• [What you should do]: Going line by line through the data below, how many lines contain the word "wing"? Give only the number.
==== Records for the task ====
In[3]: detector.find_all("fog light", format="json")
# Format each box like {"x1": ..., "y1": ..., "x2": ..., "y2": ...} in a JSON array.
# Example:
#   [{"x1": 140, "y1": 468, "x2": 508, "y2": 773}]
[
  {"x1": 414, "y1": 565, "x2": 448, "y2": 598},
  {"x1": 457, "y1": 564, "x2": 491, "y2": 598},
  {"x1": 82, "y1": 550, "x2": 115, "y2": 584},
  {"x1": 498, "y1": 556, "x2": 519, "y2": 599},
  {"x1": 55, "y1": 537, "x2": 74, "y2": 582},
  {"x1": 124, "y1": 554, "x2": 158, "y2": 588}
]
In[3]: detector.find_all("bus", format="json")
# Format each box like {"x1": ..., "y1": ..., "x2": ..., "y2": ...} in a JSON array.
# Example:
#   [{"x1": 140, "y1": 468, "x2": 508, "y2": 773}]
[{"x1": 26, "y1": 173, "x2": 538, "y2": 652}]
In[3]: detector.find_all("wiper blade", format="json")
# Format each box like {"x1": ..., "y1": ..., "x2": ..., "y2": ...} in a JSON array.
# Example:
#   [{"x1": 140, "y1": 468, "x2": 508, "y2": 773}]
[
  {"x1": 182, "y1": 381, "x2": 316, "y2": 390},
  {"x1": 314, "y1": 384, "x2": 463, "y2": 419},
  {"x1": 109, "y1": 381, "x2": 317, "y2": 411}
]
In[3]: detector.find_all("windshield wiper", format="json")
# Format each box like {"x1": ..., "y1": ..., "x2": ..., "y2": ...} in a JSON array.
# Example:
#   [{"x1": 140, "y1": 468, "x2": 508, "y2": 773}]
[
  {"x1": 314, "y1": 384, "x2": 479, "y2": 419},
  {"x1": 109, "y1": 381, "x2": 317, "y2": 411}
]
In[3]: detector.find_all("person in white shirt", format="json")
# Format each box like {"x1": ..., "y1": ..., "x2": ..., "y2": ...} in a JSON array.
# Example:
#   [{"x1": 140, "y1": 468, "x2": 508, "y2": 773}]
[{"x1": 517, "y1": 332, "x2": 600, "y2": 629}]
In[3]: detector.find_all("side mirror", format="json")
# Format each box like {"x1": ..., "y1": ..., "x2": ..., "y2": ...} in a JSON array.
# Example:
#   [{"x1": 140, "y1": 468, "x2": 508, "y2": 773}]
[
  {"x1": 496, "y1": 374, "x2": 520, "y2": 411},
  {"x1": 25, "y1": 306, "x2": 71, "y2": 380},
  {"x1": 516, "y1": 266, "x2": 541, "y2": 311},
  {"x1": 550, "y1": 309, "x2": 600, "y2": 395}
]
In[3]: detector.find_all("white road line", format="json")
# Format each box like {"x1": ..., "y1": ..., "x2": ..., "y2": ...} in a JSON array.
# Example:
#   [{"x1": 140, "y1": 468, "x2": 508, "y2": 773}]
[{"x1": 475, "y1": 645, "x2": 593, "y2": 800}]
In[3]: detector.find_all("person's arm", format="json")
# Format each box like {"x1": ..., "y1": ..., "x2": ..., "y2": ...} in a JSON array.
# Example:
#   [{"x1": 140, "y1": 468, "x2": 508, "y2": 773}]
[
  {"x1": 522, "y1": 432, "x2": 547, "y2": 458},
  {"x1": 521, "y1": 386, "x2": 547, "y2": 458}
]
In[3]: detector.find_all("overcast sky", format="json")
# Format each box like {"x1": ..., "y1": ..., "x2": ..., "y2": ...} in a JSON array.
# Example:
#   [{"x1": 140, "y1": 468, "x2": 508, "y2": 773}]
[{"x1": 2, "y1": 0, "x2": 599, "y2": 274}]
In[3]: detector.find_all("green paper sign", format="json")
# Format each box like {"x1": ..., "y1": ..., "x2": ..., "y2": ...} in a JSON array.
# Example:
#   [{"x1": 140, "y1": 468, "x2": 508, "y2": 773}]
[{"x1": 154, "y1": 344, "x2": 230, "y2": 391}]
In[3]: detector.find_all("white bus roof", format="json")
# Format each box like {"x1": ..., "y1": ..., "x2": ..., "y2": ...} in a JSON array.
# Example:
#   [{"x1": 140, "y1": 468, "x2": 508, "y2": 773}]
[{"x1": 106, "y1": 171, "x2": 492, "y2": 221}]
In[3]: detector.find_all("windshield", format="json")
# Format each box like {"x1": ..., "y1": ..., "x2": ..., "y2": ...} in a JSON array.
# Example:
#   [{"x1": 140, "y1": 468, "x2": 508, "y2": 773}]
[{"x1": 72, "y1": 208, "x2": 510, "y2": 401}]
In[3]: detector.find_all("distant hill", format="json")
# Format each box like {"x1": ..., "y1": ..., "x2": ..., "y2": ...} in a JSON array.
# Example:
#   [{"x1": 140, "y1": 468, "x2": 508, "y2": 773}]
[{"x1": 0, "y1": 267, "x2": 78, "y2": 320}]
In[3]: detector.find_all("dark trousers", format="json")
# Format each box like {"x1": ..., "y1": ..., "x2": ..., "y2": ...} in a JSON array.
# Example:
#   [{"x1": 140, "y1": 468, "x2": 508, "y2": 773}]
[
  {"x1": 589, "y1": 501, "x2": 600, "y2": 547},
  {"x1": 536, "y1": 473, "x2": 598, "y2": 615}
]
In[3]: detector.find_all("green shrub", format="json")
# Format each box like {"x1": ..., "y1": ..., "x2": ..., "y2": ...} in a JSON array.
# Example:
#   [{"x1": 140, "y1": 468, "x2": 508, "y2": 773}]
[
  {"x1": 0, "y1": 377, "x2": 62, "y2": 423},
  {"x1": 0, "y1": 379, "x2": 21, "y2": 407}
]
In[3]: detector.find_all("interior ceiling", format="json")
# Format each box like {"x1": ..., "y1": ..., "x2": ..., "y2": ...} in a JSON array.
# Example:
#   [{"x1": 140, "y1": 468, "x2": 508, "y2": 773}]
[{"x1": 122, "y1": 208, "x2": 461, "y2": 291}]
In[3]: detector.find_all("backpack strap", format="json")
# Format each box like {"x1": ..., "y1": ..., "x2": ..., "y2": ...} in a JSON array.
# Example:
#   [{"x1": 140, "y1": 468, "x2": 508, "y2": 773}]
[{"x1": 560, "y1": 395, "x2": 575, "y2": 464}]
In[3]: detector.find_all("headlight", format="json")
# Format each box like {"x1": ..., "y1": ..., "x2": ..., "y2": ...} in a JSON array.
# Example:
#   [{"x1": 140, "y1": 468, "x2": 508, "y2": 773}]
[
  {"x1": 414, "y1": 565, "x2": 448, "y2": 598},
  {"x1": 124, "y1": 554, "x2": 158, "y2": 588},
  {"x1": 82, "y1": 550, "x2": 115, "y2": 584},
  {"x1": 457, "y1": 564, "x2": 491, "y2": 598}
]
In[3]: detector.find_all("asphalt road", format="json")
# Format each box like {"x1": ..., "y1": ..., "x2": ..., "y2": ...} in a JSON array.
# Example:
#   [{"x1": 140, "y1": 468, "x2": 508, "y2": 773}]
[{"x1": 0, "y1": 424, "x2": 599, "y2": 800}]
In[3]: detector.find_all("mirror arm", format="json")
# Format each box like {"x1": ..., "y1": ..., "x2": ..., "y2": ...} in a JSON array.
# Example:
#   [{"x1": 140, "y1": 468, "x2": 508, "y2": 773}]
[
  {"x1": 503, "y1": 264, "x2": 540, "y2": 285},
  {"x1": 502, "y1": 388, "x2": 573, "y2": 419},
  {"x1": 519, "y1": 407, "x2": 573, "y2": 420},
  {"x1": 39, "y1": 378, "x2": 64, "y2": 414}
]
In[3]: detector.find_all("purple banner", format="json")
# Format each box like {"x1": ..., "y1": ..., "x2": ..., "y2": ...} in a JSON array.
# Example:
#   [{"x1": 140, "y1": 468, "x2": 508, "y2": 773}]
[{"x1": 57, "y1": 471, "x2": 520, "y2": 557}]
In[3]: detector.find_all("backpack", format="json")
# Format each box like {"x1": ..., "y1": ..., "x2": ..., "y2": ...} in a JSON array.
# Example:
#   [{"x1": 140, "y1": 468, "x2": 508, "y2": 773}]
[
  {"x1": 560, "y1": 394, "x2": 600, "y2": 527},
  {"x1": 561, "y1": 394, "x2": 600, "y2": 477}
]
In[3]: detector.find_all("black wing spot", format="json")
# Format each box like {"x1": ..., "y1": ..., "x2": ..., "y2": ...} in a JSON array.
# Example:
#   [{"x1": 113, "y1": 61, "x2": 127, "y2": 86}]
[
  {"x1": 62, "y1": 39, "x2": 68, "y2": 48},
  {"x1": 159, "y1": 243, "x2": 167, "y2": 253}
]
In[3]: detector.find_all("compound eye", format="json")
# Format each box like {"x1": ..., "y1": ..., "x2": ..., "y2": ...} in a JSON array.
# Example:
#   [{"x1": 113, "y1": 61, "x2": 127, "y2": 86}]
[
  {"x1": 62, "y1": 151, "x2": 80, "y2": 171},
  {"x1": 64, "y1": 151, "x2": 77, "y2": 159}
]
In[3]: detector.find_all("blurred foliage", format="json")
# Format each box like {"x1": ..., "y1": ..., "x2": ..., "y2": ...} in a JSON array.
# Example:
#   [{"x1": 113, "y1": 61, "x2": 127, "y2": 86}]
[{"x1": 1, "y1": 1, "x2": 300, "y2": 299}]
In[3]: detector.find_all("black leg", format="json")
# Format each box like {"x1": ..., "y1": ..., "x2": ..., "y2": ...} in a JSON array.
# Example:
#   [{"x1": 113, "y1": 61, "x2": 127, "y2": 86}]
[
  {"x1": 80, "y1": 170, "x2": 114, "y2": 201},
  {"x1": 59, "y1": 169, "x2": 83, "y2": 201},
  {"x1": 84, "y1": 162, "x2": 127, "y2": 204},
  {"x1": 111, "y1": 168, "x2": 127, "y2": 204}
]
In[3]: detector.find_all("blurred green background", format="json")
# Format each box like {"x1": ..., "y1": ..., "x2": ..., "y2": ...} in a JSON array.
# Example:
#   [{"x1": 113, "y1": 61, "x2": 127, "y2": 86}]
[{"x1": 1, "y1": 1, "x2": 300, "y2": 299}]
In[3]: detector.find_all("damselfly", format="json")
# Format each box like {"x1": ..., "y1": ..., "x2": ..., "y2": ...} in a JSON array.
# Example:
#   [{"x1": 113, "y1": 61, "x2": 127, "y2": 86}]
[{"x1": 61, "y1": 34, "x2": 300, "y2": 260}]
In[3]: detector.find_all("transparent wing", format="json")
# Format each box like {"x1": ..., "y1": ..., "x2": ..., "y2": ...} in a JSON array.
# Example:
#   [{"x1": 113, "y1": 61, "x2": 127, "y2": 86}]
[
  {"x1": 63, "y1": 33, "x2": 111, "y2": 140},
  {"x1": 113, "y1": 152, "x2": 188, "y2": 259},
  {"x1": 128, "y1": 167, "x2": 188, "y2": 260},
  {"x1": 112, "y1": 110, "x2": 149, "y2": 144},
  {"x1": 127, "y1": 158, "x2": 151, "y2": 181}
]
====
• [Result]: 2